### Task objective
Where a line below includes the word "hazy", copy that line.

(Image-grounded pointing data)

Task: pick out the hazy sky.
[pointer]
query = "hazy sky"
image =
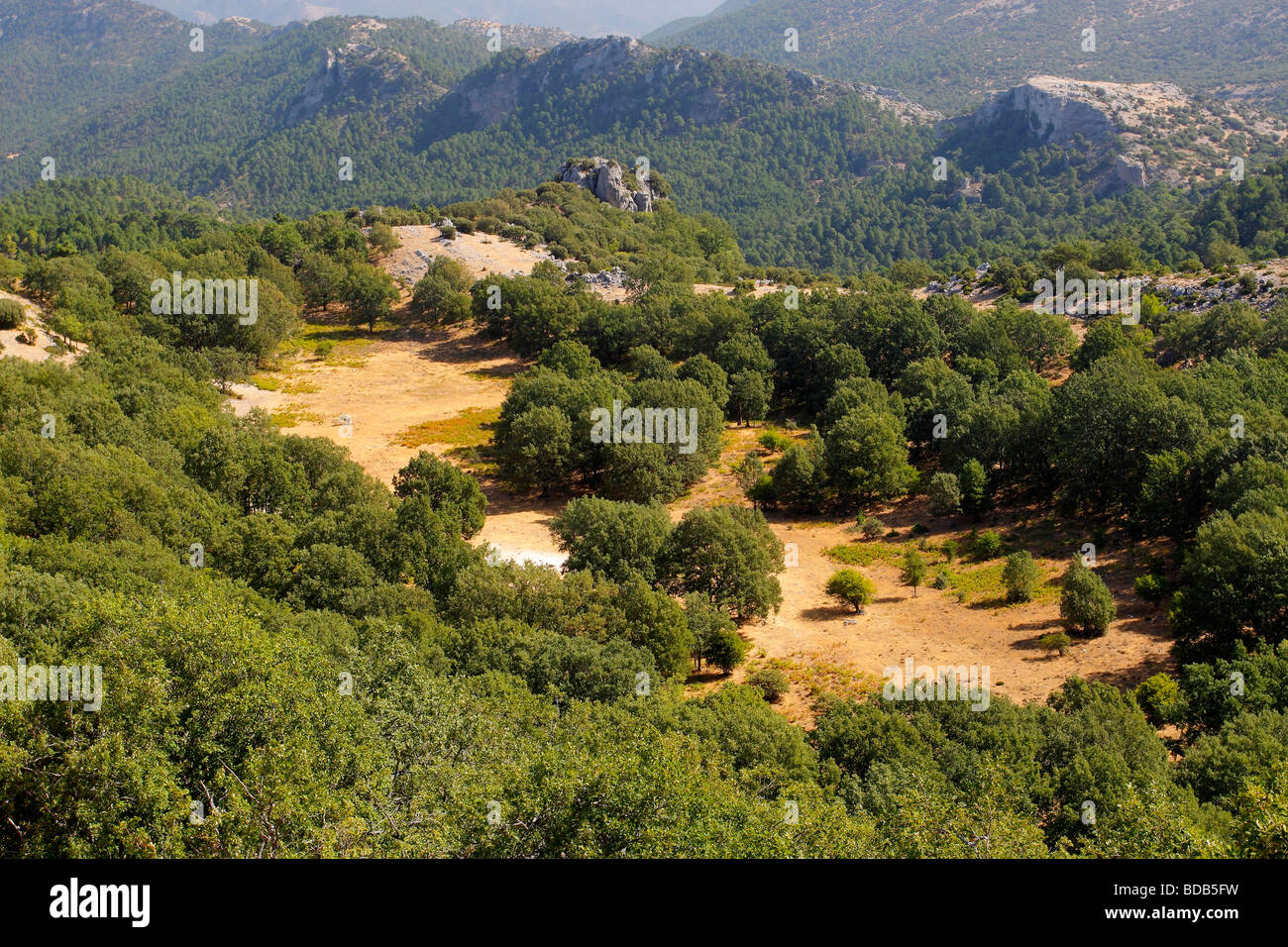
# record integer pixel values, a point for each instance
(581, 17)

### Solution below
Task: pick out the hazy sky.
query = "hazy sky"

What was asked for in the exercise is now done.